# [Esercizi proposti]
(a) Cambia, nella parte dell'ordinanza compresa tra "RILEVATO IN FATTO" e "svolto attività difensiva.", estremi inclusi, "assegno mensile di assistenza" in "assegno sociale" e riporta il passo così modificato.
(b) Secondo l'ordinanza, contro quale sentenza della Corte d'appello di Messina è stato proposto il ricorso?

# [Brano selezionato]
LA CORTE SUPREMA DI CASSAZIONE
SEZIONE LAVORO
Composta dagli Ill.mi Sigg.ri Magistrati:
Dott. MANNA Antonio – Presidente –
Dott. MANCINO Rossana – Consigliere –
Dott. CALAFIORE Daniela – Consigliere –
Dott. CAVALLARO Luigi – rel. Consigliere –
Dott. BUFFA Francesco – Consigliere –
ha pronunciato la seguente:
ORDINANZA
sul ricorso 24379-2015 proposto da:
G.C., domiciliata in ROMA, PIAZZA CAVOUR presso LA CANCELLERIA DELLA CORTE SUPREMA DI CASSAZIONE, rappresentata e difesa dall’avvocato CLAUDIO COMO;
– ricorrente –
contro
I.N.P.S. – ISTITUTO NAZIONALE PREVIDENZA SOCIALE, in persona del Presidente e legale rappresentante pro tempore, elettivamente domiciliato in ROMA, VIA CESARE BECCARIA 29, presso l’Avvocatura Centrale dell’Istituto, rappresentato e difeso dagli avvocati MAURO RICCI, EMANUELA CAPANNOLO, CLEMENTINA PULLI;
– controricorrente –
nonché contro MINISTERO DELL’ECONOMIA E DELLE FINANZE;
– intimato –
avverso la sentenza n. 395/2015 della CORTE D’APPELLO di MESSINA, depositata il 09/04/2015 R.G.N. 74/2013;
udita la relazione della causa svolta nella camera di consiglio del 17/03/2021 dal Consigliere Dott. CAVALLARO LUIGI.
RILEVATO IN FATTO
che, con sentenza depositata il 9.4.2015, la Corte d’appello di Messina ha rigettato l’appello proposto dall’INPS avverso la pronuncia di primo grado, che aveva accolto la domanda di G.C. volta al riconoscimento dell’assegno mensile di assistenza con decorrenza da data successiva a quella della domanda amministrativa, e ha compensato per metà le spese del gravame;
che avverso tale pronuncia G.C. ha proposto ricorso per cassazione, deducendo un motivo di censura;
che l’INPS ha resistito con controricorso, mentre il Ministero dell’Economia e delle Finanze non ha svolto attività difensiva.

# [Sezione dati]

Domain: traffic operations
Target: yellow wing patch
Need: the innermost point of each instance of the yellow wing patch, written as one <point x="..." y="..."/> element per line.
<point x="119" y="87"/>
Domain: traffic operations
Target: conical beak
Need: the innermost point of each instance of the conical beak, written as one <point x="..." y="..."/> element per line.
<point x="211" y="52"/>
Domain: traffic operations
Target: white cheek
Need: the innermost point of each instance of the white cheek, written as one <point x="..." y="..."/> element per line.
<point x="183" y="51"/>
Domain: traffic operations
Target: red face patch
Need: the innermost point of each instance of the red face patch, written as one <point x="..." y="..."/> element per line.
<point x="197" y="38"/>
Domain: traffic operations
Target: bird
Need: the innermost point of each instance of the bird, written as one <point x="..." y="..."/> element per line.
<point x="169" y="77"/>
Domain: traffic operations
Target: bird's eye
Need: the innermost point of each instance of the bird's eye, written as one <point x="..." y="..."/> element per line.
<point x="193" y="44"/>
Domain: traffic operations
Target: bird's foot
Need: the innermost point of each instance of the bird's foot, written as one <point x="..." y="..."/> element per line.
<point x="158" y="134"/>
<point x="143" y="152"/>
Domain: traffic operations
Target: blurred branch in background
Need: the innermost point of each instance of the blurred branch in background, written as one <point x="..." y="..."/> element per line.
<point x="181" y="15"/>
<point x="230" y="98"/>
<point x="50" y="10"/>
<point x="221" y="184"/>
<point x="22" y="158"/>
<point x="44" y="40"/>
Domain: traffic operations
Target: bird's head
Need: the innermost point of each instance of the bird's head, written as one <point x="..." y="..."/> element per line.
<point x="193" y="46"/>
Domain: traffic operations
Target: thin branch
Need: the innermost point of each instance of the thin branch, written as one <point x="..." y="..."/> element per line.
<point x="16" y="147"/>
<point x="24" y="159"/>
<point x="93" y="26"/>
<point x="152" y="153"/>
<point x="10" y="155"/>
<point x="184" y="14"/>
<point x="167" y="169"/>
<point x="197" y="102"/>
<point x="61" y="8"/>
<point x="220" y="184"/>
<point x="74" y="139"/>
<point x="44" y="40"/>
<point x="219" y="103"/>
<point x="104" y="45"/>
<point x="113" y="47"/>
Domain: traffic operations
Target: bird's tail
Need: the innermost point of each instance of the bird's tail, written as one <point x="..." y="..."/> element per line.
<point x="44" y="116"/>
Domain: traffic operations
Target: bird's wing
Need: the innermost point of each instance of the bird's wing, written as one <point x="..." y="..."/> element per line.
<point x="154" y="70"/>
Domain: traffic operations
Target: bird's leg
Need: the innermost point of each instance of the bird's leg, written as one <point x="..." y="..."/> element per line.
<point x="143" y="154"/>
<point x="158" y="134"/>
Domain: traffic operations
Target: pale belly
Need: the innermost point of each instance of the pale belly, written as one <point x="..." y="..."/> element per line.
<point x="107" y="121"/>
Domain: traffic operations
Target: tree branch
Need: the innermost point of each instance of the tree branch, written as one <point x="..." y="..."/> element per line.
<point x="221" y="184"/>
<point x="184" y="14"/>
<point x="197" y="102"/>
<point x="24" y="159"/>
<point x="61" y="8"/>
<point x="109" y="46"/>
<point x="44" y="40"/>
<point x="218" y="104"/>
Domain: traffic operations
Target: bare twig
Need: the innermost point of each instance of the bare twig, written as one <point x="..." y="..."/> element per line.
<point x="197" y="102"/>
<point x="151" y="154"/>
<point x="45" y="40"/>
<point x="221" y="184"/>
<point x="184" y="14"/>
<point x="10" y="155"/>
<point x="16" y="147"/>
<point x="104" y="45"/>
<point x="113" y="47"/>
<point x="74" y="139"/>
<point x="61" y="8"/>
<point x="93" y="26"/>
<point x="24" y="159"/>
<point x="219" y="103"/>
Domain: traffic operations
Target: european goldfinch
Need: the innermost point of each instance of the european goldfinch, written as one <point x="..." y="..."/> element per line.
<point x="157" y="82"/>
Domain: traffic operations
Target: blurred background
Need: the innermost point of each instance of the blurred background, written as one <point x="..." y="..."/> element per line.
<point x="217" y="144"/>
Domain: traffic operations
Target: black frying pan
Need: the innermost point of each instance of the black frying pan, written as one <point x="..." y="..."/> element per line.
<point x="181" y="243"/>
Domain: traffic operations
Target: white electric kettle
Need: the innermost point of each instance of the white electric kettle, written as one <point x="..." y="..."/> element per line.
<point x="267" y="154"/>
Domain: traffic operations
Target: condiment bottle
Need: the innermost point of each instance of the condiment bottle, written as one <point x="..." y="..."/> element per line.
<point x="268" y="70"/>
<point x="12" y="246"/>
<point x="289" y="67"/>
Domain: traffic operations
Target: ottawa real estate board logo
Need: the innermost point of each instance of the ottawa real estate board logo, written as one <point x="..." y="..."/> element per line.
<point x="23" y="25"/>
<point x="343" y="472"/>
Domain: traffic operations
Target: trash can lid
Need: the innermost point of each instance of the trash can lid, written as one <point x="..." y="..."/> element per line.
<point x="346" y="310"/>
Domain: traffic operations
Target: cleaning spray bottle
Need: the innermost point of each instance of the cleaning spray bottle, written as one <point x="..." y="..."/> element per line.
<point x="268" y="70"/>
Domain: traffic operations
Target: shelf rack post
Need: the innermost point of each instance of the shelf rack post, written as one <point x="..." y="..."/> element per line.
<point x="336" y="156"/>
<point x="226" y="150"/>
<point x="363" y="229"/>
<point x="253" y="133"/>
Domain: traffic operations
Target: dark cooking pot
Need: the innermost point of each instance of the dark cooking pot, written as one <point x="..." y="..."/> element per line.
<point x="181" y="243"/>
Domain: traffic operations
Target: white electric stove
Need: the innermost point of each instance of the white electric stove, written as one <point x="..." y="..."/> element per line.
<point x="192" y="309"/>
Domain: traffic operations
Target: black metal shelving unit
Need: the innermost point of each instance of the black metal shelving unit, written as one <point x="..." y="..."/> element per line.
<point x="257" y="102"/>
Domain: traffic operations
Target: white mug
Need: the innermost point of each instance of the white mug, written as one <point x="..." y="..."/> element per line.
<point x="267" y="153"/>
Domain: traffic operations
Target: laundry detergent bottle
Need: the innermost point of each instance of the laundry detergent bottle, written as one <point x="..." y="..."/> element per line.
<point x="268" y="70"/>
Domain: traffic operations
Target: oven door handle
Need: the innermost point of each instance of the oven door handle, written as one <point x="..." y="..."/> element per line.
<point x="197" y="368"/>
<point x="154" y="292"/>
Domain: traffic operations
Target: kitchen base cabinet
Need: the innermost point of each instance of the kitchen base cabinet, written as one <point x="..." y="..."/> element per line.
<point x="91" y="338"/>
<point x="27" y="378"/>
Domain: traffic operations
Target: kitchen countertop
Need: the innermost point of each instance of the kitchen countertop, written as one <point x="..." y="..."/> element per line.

# [Risposte scritte]
(a)
RILEVATO IN FATTO
che, con sentenza depositata il 9.4.2015, la Corte d’appello di Messina ha rigettato l’appello proposto dall’INPS avverso la pronuncia di primo grado, che aveva accolto la domanda di G.C. volta al riconoscimento dell’assegno sociale con decorrenza da data successiva a quella della domanda amministrativa, e ha compensato per metà le spese del gravame;
che avverso tale pronuncia G.C. ha proposto ricorso per cassazione, deducendo un motivo di censura;
che l’INPS ha resistito con controricorso, mentre il Ministero dell’Economia e delle Finanze non ha svolto attività difensiva.

(b) Contro la sentenza n. 395/2015, depositata il 9 aprile 2015.